DIRECTIVE = Below is some material; transcribe all of it exactly.

STORED ROWS =

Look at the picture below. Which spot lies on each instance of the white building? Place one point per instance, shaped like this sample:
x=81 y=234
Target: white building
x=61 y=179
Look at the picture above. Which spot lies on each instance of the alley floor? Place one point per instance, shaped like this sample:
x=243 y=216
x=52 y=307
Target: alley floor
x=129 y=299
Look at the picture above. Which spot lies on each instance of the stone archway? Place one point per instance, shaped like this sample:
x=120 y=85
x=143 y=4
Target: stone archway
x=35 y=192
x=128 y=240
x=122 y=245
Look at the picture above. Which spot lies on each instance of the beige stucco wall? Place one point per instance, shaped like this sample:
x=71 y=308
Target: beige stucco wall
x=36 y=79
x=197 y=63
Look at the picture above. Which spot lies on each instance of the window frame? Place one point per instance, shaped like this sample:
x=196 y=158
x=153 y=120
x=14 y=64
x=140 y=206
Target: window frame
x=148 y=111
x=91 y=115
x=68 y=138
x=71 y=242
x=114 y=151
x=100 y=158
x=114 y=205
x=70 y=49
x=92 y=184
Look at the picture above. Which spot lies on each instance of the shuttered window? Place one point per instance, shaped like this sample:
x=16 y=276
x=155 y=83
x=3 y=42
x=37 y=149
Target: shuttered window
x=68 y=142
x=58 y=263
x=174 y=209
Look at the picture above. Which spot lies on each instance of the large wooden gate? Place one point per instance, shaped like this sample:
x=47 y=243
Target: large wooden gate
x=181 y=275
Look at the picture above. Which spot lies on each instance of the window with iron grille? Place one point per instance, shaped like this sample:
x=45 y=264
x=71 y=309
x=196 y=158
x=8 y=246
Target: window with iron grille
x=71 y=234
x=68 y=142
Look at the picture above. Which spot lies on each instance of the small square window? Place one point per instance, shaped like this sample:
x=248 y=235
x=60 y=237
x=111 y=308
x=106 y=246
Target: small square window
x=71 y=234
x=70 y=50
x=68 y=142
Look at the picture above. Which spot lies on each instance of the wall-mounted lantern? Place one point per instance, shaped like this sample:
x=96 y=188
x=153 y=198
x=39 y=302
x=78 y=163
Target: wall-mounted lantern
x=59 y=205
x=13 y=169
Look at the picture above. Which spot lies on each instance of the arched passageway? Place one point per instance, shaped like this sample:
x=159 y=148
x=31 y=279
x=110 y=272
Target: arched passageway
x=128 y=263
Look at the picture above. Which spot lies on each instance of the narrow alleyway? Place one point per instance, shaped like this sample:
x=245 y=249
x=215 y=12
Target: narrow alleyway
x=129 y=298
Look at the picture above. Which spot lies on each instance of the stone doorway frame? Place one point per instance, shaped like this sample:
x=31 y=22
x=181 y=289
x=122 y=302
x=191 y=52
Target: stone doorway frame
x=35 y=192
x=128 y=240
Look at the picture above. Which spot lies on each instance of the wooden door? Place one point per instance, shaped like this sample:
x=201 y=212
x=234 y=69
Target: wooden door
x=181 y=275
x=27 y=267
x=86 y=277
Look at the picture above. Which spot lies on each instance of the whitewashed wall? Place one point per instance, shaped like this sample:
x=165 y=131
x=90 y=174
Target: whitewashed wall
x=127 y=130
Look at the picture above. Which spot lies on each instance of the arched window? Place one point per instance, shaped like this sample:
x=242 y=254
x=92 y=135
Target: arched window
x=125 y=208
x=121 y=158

ANSWER FOR THIS EXERCISE =
Look at the picture below. Which spot lies on each instance of the white building? Place one point per instance, shaped like this sample:
x=81 y=234
Target: white building
x=61 y=179
Look at the picture above. Which spot lies on each instance of the alley floor? Place one point per instance, shaped like this sample:
x=243 y=216
x=52 y=307
Target: alley floor
x=129 y=299
Look at the picture above. Which spot lies on each instance of the stone archway? Place one point per instance, shaped like this sample:
x=120 y=85
x=143 y=4
Target: stone archway
x=35 y=192
x=128 y=240
x=122 y=245
Look at the picture above. Which spot lies on each instance of the beige stucco wall? Place one point per instance, shaped like this sample:
x=71 y=308
Target: beige stucco wall
x=36 y=79
x=197 y=63
Look at the picture above. Which spot lies on each instance of the window frame? Place one point per instance, shaped like this sample:
x=196 y=158
x=153 y=120
x=14 y=64
x=140 y=206
Target: window frame
x=148 y=111
x=91 y=115
x=68 y=138
x=71 y=242
x=114 y=151
x=100 y=158
x=114 y=205
x=70 y=49
x=92 y=184
Look at the picture above. Which spot lies on each instance of the shuttered window? Place one point per instance, shaped like this sample:
x=16 y=276
x=155 y=83
x=3 y=42
x=37 y=149
Target: shuttered window
x=68 y=142
x=58 y=263
x=174 y=209
Look at the picture above. Which spot lies on each instance of the large wooden gate? Place one point per instance, shaped like this sample:
x=47 y=243
Target: large wooden gate
x=181 y=275
Look at the picture above. Which spot lies on each instance of the window with iron grille? Place one point per instance, shaped like this sample:
x=45 y=264
x=71 y=309
x=196 y=158
x=8 y=246
Target: window with iron grille
x=71 y=234
x=68 y=142
Look at the picture above. Which spot lies on each instance of the small square window? Place one point per instance, shaped like this sample:
x=248 y=235
x=60 y=237
x=111 y=308
x=106 y=246
Target: small square window
x=71 y=234
x=70 y=50
x=68 y=142
Look at the picture above. Which spot lies on each instance of the wall-mounted lantern? Place one point per instance, shaped like this sample:
x=96 y=188
x=153 y=198
x=39 y=302
x=78 y=163
Target: wall-mounted lantern
x=59 y=205
x=13 y=169
Look at the picture above. Which spot lies on each instance of the arched passageway? Place one point per instance, shaped like this sample:
x=159 y=148
x=31 y=279
x=110 y=272
Target: arched passageway
x=128 y=263
Look at the picture above. Which spot lies on each instance of the narrow alleyway? Place one point per instance, shaped like this sample:
x=245 y=249
x=215 y=12
Target: narrow alleyway
x=129 y=298
Look at the picture above. Which spot lies on each instance of the stone doorway frame? Place one point per instance, shaped like this sample:
x=31 y=22
x=181 y=289
x=122 y=302
x=191 y=52
Target: stone doorway frame
x=35 y=192
x=128 y=240
Look at the picture above. Which spot lies on each instance of the wooden door? Place one point per instance, shaped like this sample:
x=201 y=212
x=234 y=69
Target: wooden door
x=181 y=275
x=27 y=267
x=86 y=277
Look at the picture above. Which spot lies on each instance of the whitewashed wall? Place one point per instance, shaped like this sample:
x=165 y=131
x=90 y=174
Target: whitewashed wall
x=127 y=130
Look at the picture above. Which spot lies on each instance of the arched window? Place one point per instance, shaped like this sample:
x=242 y=254
x=92 y=135
Target: arched window
x=125 y=208
x=121 y=158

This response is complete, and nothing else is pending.